> **Your goal**: Across these entries, how many lines contain the word "rock"? Answer with only the number.

(Given data begins)

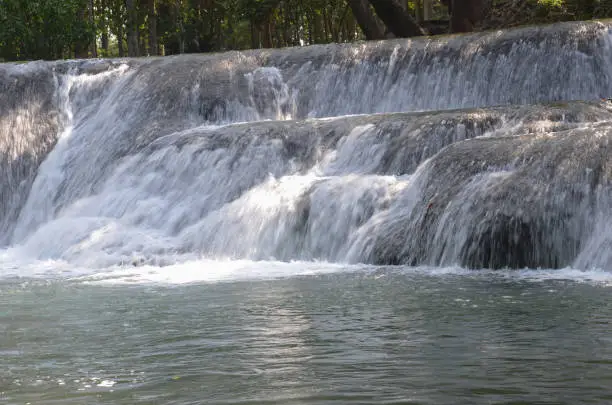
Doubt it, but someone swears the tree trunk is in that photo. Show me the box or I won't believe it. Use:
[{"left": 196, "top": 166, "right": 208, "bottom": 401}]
[
  {"left": 117, "top": 23, "right": 125, "bottom": 57},
  {"left": 74, "top": 4, "right": 89, "bottom": 58},
  {"left": 175, "top": 0, "right": 185, "bottom": 53},
  {"left": 415, "top": 0, "right": 424, "bottom": 23},
  {"left": 89, "top": 0, "right": 97, "bottom": 57},
  {"left": 262, "top": 17, "right": 273, "bottom": 49},
  {"left": 126, "top": 0, "right": 139, "bottom": 56},
  {"left": 313, "top": 10, "right": 324, "bottom": 44},
  {"left": 279, "top": 4, "right": 290, "bottom": 47},
  {"left": 101, "top": 30, "right": 109, "bottom": 53},
  {"left": 250, "top": 21, "right": 260, "bottom": 49},
  {"left": 450, "top": 0, "right": 485, "bottom": 33},
  {"left": 140, "top": 31, "right": 146, "bottom": 56},
  {"left": 147, "top": 0, "right": 158, "bottom": 55},
  {"left": 347, "top": 0, "right": 385, "bottom": 40},
  {"left": 368, "top": 0, "right": 427, "bottom": 37},
  {"left": 423, "top": 0, "right": 434, "bottom": 21},
  {"left": 100, "top": 0, "right": 109, "bottom": 55}
]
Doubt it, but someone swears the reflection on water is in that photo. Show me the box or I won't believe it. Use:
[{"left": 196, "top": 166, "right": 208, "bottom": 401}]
[{"left": 1, "top": 269, "right": 612, "bottom": 404}]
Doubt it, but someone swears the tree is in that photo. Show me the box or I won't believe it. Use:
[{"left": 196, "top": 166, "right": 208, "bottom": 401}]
[
  {"left": 2, "top": 0, "right": 607, "bottom": 62},
  {"left": 0, "top": 0, "right": 93, "bottom": 61},
  {"left": 367, "top": 0, "right": 426, "bottom": 37},
  {"left": 126, "top": 0, "right": 139, "bottom": 56},
  {"left": 147, "top": 0, "right": 158, "bottom": 55},
  {"left": 347, "top": 0, "right": 386, "bottom": 40},
  {"left": 89, "top": 0, "right": 98, "bottom": 57},
  {"left": 423, "top": 0, "right": 433, "bottom": 20},
  {"left": 107, "top": 0, "right": 126, "bottom": 57},
  {"left": 448, "top": 0, "right": 485, "bottom": 33}
]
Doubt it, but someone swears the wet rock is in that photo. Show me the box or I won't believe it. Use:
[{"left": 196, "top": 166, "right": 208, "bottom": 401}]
[{"left": 368, "top": 123, "right": 612, "bottom": 269}]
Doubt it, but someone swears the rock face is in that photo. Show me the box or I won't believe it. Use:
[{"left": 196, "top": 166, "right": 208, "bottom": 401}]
[
  {"left": 0, "top": 63, "right": 63, "bottom": 244},
  {"left": 364, "top": 122, "right": 612, "bottom": 269}
]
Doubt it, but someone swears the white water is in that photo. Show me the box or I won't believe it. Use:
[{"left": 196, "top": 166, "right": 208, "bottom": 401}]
[
  {"left": 3, "top": 249, "right": 612, "bottom": 287},
  {"left": 2, "top": 21, "right": 612, "bottom": 284}
]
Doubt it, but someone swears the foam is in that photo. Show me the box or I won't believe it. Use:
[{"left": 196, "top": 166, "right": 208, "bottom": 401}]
[
  {"left": 72, "top": 259, "right": 369, "bottom": 285},
  {"left": 2, "top": 248, "right": 611, "bottom": 286}
]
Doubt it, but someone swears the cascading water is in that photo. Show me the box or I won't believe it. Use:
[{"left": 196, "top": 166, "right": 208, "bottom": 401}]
[{"left": 2, "top": 20, "right": 612, "bottom": 281}]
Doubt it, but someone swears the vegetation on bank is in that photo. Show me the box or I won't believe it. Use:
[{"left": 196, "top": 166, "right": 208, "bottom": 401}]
[
  {"left": 0, "top": 0, "right": 610, "bottom": 62},
  {"left": 480, "top": 0, "right": 612, "bottom": 30}
]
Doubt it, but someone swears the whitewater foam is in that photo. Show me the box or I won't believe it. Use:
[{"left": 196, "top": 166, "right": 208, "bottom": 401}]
[{"left": 2, "top": 251, "right": 611, "bottom": 287}]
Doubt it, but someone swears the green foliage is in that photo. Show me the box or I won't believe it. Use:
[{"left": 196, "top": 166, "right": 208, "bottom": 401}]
[
  {"left": 480, "top": 0, "right": 612, "bottom": 30},
  {"left": 0, "top": 0, "right": 610, "bottom": 62},
  {"left": 0, "top": 0, "right": 93, "bottom": 61},
  {"left": 537, "top": 0, "right": 564, "bottom": 7}
]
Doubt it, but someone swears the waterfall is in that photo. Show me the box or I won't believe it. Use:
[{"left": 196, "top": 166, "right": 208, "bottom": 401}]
[{"left": 2, "top": 20, "right": 612, "bottom": 273}]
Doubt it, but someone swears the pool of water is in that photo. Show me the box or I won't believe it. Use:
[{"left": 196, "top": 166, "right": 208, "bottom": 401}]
[{"left": 2, "top": 265, "right": 612, "bottom": 404}]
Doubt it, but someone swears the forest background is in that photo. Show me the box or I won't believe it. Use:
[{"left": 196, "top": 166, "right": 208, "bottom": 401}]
[{"left": 0, "top": 0, "right": 610, "bottom": 62}]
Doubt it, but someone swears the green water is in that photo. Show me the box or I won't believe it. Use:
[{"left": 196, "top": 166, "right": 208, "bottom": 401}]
[{"left": 2, "top": 269, "right": 612, "bottom": 404}]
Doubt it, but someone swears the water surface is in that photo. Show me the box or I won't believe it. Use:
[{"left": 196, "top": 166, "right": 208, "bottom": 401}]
[{"left": 2, "top": 267, "right": 612, "bottom": 404}]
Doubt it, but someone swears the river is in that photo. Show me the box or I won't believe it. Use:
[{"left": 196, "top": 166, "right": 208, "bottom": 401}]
[
  {"left": 2, "top": 267, "right": 612, "bottom": 404},
  {"left": 2, "top": 20, "right": 612, "bottom": 404}
]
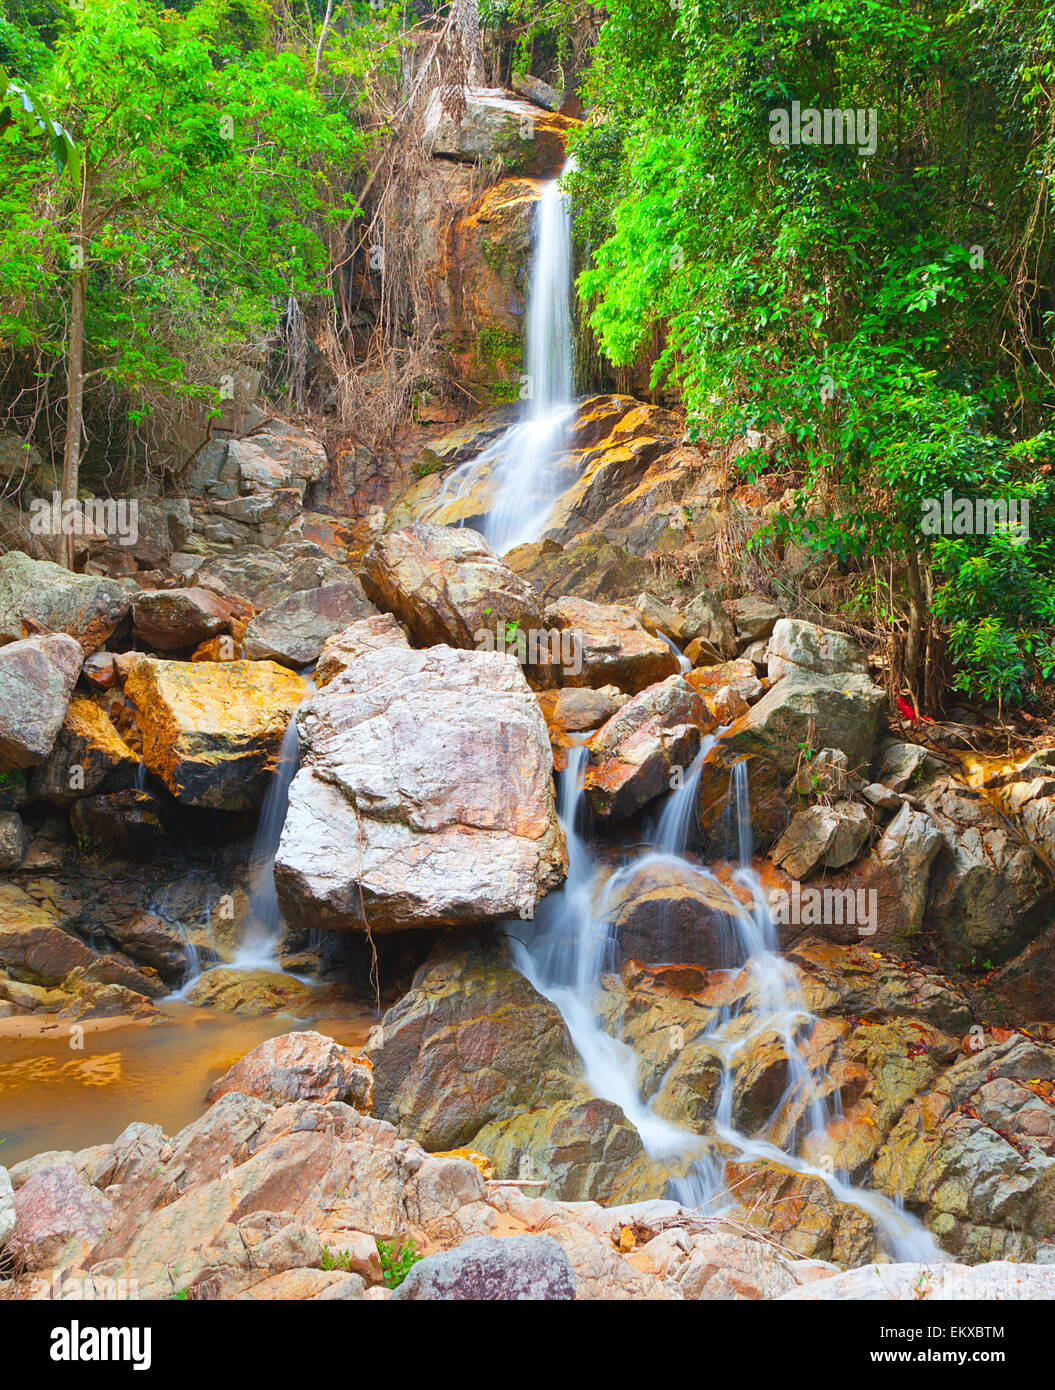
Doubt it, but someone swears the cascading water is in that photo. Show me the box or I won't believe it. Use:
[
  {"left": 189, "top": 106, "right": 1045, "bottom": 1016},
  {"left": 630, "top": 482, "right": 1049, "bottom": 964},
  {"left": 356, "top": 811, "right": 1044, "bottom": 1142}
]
[
  {"left": 509, "top": 738, "right": 942, "bottom": 1261},
  {"left": 422, "top": 163, "right": 577, "bottom": 553},
  {"left": 232, "top": 708, "right": 304, "bottom": 971}
]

(Given data ends)

> **Reply to the exercise**: 2